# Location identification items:
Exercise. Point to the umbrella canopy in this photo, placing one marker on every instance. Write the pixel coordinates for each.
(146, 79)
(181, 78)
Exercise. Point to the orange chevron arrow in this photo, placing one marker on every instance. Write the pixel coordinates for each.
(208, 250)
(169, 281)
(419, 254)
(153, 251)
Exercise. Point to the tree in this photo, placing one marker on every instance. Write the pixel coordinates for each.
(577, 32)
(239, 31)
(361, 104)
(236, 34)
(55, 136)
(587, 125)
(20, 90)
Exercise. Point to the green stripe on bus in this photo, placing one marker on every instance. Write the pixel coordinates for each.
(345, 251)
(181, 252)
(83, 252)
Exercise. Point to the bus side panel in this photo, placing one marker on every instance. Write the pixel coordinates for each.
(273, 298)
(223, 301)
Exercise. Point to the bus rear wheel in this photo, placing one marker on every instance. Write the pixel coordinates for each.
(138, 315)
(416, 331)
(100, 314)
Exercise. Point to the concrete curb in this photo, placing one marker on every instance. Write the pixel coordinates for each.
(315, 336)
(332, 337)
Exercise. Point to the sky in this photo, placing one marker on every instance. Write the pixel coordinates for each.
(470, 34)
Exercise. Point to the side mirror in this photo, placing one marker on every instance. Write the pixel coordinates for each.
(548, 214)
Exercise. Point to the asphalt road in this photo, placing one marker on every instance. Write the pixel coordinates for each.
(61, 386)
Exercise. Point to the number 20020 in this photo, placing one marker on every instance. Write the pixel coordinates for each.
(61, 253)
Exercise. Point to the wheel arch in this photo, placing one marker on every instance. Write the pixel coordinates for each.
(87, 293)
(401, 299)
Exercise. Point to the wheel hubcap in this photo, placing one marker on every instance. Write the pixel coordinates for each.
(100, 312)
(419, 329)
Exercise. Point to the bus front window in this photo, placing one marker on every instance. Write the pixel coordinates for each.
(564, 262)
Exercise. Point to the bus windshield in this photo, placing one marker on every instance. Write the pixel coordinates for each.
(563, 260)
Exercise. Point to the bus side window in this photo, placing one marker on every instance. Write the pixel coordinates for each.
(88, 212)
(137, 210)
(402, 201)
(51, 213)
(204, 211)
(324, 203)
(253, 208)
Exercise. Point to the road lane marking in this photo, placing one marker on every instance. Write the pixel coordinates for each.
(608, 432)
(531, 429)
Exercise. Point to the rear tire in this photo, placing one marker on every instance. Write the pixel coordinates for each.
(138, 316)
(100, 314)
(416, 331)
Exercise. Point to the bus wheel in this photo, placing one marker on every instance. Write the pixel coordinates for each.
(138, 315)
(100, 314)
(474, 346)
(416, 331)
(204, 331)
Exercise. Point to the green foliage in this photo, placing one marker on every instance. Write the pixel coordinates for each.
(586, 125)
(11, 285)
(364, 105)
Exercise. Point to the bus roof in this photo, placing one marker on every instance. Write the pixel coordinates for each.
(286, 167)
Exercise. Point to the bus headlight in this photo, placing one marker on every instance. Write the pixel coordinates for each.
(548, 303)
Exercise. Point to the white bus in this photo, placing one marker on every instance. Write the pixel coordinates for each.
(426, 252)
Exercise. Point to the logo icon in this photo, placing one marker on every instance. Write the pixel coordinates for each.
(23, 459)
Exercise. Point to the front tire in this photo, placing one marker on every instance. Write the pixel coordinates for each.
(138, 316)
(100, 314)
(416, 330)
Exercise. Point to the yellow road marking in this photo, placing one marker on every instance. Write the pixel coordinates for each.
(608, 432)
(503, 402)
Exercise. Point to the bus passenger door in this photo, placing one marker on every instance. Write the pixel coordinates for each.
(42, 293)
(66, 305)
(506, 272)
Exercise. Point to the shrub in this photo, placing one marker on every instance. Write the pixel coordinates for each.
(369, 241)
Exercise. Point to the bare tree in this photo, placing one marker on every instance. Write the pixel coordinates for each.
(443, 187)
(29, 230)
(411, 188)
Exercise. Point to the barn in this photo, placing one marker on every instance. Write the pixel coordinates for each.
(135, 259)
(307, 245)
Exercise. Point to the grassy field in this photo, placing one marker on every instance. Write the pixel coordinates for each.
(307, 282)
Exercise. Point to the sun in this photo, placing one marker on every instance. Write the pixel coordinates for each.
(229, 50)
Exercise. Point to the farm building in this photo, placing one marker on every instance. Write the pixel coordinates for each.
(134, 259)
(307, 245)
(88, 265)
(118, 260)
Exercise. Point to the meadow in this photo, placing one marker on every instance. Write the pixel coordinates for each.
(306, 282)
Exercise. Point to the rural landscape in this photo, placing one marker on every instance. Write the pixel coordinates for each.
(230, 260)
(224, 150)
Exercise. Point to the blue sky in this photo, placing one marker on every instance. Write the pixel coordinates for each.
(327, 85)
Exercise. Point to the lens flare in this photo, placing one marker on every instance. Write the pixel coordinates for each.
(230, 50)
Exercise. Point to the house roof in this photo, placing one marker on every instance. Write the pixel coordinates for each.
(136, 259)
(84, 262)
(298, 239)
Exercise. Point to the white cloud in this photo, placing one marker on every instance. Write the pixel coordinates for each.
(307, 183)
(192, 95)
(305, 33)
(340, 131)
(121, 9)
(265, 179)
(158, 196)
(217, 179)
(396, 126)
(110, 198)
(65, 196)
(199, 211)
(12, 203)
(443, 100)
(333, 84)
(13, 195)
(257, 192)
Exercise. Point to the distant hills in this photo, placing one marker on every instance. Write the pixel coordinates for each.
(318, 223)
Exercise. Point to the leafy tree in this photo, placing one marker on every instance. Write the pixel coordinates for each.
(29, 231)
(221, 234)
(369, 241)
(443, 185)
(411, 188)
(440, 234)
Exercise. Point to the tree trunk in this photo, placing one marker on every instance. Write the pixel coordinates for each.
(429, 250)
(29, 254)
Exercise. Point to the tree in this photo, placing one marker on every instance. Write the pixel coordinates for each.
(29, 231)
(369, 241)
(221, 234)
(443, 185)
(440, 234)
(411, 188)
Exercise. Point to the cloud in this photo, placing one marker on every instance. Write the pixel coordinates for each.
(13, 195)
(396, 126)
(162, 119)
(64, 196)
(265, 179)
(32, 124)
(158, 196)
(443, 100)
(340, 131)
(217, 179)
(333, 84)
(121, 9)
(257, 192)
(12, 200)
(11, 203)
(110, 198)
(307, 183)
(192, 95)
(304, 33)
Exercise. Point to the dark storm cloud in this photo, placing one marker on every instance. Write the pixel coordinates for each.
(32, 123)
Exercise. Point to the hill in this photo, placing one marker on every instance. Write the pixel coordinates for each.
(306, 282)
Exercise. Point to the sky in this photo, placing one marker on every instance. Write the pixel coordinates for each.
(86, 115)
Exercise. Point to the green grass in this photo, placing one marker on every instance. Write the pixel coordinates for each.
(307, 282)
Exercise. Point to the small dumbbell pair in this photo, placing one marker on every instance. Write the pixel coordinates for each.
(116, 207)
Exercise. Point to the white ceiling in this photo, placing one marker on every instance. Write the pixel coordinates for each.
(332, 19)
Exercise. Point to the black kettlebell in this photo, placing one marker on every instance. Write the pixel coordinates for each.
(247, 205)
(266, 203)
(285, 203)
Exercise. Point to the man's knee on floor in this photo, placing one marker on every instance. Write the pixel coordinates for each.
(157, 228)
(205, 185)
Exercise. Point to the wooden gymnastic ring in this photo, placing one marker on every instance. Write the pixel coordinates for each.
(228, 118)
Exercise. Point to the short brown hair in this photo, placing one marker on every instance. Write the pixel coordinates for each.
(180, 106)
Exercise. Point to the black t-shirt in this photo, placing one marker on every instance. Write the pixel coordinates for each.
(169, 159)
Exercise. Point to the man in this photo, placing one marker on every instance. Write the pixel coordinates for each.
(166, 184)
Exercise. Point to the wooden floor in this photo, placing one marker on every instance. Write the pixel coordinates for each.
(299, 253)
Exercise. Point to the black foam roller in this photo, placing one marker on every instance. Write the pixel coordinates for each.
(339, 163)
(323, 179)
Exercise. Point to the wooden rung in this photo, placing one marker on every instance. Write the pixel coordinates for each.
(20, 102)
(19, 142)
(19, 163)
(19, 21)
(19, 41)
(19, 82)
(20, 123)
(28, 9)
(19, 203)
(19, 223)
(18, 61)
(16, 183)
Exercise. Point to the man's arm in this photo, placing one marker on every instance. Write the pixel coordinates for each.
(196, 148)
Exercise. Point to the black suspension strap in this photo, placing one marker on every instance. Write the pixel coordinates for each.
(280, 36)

# Work to be completed:
Output an exact copy of the lines beginning at the one that holds "Exercise. Point to the green grass" and running through the final line of the records.

# Full solution:
Exercise. Point to the green grass in this photo, placing one marker on every instance. Write the pixel coordinates for each.
(307, 282)
Exercise. Point to the small dumbbell pair in this photo, placing one marker on every instance. Write the pixel coordinates for each.
(116, 207)
Exercise. Point to the white ceiling in this photo, placing one marker on every instance. Write the pixel coordinates for each.
(332, 19)
Exercise. Point to the black kettlebell in this photo, placing one marker on every instance. Write the pixel coordinates for each.
(247, 205)
(266, 203)
(285, 203)
Exercise. Point to the man's knee on floor in this photo, placing one marker on every instance. Write the pixel coordinates for each.
(157, 228)
(205, 185)
Exercise. Point to the wooden gymnastic ring in this photo, placing one marker on every instance. Write the pixel coordinates for each.
(228, 118)
Exercise. Point to the short brown hair in this photo, placing one marker on every instance. Write the pixel coordinates for each.
(180, 106)
Exercise. Point to the black t-shirt in this photo, placing one marker on every instance. Write the pixel coordinates for each.
(169, 159)
Exercise. Point to the man in this photo, placing one marker on every instance. Write the pixel coordinates for each.
(166, 184)
Exercise. Point to the wooden floor in this photo, placing one marker on every instance. Write the pixel coordinates for each.
(299, 253)
Exercise. Point to the black foam roller in this photo, placing one marker on every instance. Write the pixel coordinates for each.
(339, 163)
(323, 179)
Exercise. Point to the wooden rung in this photo, placing one marker on every instance. Write the pixel coordinates for each.
(20, 102)
(19, 142)
(19, 163)
(19, 21)
(19, 41)
(19, 82)
(20, 123)
(28, 9)
(19, 203)
(19, 223)
(18, 61)
(16, 183)
Exercise. Point to the man's arm in this photo, placing one marker on every instance. Write the pixel coordinates for each.
(196, 148)
Exercise. Point to the black suspension strap in this photo, placing one marker on every instance. Write the pixel coordinates for each.
(280, 36)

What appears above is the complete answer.